Problem to solve: Write out everything from the line containing "locate every light" down to the line containing "[828,82,881,107]", both included, as a numbered list with any blank lines omitted.

[Data listing]
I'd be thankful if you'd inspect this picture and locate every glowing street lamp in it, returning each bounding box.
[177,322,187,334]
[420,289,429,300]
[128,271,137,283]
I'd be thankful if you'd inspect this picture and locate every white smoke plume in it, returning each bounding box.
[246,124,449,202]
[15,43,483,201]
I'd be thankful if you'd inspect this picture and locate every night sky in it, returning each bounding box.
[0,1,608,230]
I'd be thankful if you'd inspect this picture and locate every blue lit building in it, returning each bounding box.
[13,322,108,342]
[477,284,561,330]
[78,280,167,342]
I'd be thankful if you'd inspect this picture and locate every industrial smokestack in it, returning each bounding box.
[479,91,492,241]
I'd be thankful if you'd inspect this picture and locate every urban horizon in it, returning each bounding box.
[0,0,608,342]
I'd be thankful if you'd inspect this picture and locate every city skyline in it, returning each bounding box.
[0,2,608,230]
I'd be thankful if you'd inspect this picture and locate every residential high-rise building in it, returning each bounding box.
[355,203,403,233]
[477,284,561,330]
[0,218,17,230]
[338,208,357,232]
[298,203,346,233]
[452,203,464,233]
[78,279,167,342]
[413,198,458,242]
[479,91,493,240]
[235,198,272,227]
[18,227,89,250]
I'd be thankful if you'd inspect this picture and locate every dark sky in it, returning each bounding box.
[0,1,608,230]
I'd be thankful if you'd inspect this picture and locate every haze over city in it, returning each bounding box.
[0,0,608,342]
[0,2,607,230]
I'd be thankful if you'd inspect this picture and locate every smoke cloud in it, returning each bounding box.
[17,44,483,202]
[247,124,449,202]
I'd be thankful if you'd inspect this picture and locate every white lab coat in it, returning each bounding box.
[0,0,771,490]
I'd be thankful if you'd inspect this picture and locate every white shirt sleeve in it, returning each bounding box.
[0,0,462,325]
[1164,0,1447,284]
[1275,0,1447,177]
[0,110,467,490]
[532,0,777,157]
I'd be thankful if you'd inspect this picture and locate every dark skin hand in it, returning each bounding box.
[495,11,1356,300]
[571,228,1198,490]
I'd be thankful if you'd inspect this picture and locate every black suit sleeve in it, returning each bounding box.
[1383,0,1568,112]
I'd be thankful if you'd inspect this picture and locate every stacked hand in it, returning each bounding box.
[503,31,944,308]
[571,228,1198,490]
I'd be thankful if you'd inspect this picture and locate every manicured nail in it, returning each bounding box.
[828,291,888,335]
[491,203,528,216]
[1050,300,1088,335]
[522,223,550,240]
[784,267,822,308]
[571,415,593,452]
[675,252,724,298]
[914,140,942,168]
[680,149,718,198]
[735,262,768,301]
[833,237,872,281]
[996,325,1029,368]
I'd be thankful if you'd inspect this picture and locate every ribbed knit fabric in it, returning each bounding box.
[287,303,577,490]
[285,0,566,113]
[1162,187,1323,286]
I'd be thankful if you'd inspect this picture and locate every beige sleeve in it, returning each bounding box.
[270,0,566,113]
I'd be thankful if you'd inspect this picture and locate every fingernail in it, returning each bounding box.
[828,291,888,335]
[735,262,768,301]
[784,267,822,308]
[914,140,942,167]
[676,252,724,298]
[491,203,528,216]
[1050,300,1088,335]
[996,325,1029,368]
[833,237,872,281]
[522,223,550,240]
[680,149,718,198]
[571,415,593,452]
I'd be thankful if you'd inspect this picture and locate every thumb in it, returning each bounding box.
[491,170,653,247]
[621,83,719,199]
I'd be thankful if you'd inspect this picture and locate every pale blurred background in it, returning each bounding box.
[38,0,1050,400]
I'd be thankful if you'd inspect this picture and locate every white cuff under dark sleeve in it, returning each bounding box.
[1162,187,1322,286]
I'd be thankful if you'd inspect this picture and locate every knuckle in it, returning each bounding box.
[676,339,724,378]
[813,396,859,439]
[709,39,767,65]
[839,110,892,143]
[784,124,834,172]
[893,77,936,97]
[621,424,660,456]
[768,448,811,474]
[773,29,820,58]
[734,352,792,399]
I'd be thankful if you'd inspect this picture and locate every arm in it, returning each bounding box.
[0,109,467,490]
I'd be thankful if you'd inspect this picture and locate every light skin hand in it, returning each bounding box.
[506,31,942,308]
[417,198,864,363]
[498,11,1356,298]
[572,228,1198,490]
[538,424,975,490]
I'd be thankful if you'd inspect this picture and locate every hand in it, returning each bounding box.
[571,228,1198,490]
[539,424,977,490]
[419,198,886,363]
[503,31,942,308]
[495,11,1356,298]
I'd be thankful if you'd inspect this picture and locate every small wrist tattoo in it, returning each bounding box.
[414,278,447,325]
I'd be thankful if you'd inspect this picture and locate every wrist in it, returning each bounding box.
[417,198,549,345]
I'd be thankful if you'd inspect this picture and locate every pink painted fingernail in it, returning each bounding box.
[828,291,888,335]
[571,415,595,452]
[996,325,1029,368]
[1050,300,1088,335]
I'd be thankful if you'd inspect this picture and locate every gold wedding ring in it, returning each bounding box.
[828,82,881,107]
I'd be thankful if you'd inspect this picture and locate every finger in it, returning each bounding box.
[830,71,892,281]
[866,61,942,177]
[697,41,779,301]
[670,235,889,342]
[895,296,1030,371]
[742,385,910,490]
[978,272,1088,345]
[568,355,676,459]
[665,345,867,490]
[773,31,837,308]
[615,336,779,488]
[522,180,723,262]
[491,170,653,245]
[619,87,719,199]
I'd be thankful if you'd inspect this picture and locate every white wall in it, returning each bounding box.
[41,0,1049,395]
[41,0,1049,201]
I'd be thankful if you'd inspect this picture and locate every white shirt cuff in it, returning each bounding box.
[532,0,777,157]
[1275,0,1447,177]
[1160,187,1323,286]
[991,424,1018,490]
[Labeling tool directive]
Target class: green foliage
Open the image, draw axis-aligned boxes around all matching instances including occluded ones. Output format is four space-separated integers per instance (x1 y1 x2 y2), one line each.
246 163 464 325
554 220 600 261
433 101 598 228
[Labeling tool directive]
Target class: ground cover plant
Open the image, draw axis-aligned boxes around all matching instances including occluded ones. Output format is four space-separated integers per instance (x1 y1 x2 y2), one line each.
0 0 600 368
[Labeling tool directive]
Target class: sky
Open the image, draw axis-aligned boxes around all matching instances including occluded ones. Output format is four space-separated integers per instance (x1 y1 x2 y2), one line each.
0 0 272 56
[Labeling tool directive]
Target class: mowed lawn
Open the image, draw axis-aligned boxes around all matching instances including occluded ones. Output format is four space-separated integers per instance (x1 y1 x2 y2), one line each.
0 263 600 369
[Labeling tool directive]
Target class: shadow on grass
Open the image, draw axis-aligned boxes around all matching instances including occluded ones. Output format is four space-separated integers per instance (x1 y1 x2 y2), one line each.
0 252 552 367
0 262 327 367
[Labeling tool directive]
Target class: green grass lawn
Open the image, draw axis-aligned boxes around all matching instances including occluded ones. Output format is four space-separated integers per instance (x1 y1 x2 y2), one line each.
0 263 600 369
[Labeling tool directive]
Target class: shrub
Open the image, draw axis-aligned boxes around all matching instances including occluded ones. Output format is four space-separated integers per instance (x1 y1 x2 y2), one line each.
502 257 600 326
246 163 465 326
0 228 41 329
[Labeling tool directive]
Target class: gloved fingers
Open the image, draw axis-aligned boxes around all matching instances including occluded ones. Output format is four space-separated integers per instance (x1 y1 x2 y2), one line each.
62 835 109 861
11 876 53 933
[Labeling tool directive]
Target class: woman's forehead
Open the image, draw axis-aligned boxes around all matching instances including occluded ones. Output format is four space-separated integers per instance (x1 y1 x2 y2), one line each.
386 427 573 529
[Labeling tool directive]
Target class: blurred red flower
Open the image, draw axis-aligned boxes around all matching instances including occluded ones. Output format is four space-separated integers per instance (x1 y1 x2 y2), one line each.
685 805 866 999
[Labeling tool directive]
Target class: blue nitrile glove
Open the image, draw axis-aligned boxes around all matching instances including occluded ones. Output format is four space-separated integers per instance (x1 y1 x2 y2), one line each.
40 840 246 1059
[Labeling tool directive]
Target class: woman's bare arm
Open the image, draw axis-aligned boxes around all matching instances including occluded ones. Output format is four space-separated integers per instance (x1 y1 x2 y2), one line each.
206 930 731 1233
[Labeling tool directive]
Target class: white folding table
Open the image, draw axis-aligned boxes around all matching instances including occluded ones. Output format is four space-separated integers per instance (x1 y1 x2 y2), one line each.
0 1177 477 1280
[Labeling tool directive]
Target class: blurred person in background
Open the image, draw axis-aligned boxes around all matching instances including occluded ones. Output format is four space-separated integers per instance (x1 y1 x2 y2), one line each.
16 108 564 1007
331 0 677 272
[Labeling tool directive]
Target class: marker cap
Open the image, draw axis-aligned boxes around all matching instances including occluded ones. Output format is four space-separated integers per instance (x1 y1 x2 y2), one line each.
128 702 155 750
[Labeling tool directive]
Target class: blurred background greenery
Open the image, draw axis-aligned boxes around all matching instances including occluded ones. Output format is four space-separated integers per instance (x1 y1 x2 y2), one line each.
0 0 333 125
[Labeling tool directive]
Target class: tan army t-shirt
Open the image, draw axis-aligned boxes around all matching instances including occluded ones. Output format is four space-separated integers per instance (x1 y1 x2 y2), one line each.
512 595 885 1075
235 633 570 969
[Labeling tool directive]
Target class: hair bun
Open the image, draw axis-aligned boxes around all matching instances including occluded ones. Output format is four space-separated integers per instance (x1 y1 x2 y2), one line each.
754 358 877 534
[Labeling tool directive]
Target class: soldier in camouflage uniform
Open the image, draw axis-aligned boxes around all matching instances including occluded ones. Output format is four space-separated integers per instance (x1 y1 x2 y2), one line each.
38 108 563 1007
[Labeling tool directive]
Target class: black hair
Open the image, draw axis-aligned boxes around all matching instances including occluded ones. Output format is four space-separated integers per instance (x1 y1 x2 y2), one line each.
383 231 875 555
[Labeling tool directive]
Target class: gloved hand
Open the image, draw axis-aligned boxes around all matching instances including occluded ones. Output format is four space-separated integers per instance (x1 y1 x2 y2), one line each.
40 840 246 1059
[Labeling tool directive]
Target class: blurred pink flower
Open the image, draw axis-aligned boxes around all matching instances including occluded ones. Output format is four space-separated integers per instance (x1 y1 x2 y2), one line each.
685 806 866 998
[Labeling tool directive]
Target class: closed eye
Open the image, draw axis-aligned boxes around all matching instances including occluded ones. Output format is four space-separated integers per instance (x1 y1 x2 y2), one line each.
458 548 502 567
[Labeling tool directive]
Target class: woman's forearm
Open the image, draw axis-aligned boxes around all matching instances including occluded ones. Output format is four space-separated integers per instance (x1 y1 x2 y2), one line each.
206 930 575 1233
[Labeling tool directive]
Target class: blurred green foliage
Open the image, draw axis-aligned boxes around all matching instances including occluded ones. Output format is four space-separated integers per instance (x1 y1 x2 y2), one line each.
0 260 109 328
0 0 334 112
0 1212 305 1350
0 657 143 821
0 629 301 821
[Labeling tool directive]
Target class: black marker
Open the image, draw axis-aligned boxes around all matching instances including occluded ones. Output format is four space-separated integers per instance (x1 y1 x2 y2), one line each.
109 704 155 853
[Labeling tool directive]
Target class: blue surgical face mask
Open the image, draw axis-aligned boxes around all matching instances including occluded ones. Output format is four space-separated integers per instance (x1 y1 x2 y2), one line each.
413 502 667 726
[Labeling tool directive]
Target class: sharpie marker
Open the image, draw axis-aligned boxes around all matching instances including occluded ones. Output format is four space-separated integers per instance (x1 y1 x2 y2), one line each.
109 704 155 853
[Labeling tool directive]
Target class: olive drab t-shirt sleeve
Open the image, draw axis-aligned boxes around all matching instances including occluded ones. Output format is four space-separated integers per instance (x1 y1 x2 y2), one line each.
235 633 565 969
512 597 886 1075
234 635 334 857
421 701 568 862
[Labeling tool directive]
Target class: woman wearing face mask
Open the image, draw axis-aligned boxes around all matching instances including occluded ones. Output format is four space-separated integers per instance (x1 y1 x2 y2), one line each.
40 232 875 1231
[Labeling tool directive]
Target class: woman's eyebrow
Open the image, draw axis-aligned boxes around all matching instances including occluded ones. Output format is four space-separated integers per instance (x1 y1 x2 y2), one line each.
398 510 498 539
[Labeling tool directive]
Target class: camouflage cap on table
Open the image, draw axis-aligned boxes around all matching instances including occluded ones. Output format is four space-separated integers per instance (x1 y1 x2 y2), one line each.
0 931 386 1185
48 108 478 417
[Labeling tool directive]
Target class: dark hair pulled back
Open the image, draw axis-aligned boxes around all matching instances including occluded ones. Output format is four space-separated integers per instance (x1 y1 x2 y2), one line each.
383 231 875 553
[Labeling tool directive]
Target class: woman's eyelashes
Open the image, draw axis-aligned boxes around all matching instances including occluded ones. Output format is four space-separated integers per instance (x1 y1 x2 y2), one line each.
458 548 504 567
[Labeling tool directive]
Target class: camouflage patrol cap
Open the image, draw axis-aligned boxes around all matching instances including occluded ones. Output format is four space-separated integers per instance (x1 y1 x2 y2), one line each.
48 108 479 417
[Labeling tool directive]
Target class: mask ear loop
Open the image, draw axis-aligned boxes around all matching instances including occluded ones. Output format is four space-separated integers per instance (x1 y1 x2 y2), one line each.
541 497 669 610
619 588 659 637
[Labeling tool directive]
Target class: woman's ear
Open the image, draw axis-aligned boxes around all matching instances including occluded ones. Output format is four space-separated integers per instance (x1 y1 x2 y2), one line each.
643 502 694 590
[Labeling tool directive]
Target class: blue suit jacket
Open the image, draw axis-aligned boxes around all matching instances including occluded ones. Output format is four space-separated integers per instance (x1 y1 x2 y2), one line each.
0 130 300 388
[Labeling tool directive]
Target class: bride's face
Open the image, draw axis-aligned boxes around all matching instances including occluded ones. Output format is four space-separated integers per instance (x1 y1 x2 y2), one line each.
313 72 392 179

Full answer:
1. I'd be thankful if you'd inspect this picture and locate every light skin hand in it, returning each bounding box.
2. [506,31,942,308]
3. [417,198,864,363]
4. [498,11,1356,298]
5. [572,228,1198,490]
6. [538,424,975,490]
7. I'd be thankful if you'd inspect this picture and locate every hand in it, returning each bounding box.
8. [571,228,1198,490]
9. [539,424,977,490]
10. [419,198,886,363]
11. [503,31,942,308]
12. [495,11,1356,298]
13. I'd be thankful if you'd inspect this picture and locate every small wrist tattoo in it, returning each bounding box.
14. [414,278,447,325]
15. I'd be thankful if you'd inspect this picture and locate every wrist in it, returning each bounding box.
16. [417,198,549,345]
17. I'd be thankful if you'd inspect this picture and locate every pink painted fingernail in it, returning each bounding box.
18. [828,291,888,335]
19. [571,415,595,452]
20. [996,325,1029,368]
21. [1050,300,1088,335]
22. I'd be thankful if you'd inspect this picture and locate every gold wedding ring in it, returning each bounding box.
23. [828,82,881,107]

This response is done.